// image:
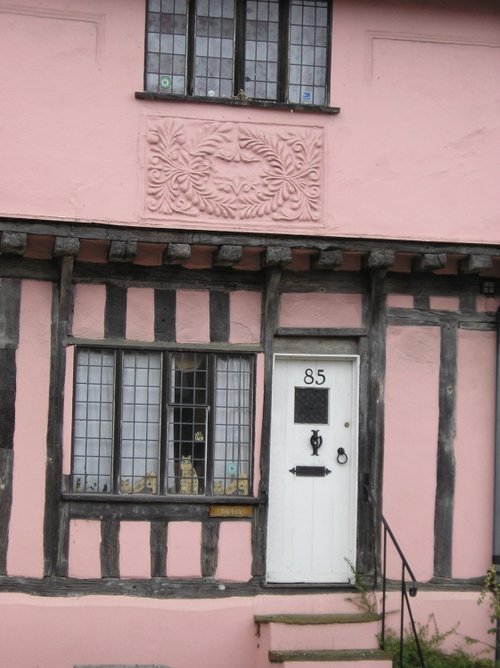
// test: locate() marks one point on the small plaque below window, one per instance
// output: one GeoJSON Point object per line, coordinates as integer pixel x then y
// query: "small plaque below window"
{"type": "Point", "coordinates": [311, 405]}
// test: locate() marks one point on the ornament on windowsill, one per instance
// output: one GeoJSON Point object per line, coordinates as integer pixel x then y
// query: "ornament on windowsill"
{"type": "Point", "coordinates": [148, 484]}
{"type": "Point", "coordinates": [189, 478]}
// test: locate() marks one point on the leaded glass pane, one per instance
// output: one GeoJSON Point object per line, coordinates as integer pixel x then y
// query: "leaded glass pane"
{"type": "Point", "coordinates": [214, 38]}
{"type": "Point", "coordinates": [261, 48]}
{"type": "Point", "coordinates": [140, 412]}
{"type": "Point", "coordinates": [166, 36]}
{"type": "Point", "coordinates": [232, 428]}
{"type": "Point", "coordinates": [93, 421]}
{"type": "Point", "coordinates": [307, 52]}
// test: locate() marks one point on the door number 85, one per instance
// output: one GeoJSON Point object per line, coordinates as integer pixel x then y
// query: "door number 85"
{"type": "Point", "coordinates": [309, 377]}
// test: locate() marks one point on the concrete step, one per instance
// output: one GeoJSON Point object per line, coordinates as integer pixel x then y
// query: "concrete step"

————

Rewrite every line of the entries above as a Markdown table with the columns Row and Line, numbering rows from 1, skipping blank lines and leaving out the pictures.

| Row | Line |
|---|---|
| 1 | // image: |
| 2 | // test: locate() marks one point on the small plaque below window, one per instance |
| 3 | // output: one GeoJSON Point object per line, coordinates as integer pixel x then y |
| 4 | // query: "small plaque below window" |
| 5 | {"type": "Point", "coordinates": [311, 405]} |
| 6 | // test: locate() marks one point on the ornament on windowsill, one per instance |
| 7 | // output: one GeoJSON Point object per line, coordinates as integer pixel x then y |
| 8 | // query: "ornament on windowsill" |
| 9 | {"type": "Point", "coordinates": [148, 484]} |
| 10 | {"type": "Point", "coordinates": [189, 478]} |
| 11 | // test: locate() marks one point on the leaded glass pane, one per instance |
| 12 | // output: one GeoJSON Point object per line, coordinates as integer pixel x then y |
| 13 | // query: "leaded glass pane" |
| 14 | {"type": "Point", "coordinates": [214, 38]} |
| 15 | {"type": "Point", "coordinates": [261, 48]} |
| 16 | {"type": "Point", "coordinates": [140, 412]} |
| 17 | {"type": "Point", "coordinates": [166, 36]} |
| 18 | {"type": "Point", "coordinates": [232, 428]} |
| 19 | {"type": "Point", "coordinates": [93, 421]} |
| 20 | {"type": "Point", "coordinates": [307, 52]} |
| 21 | // test: locate() marks one point on the door number 85, one per instance |
| 22 | // output: one GeoJSON Point object per line, coordinates as integer pixel x then y |
| 23 | // query: "door number 85" |
| 24 | {"type": "Point", "coordinates": [309, 377]} |
| 25 | // test: locate() marks one point on the concrete step, one per instance |
| 26 | // output: one GeoJSON Point object per line, coordinates as integer pixel x then y |
| 27 | // query: "concrete step" |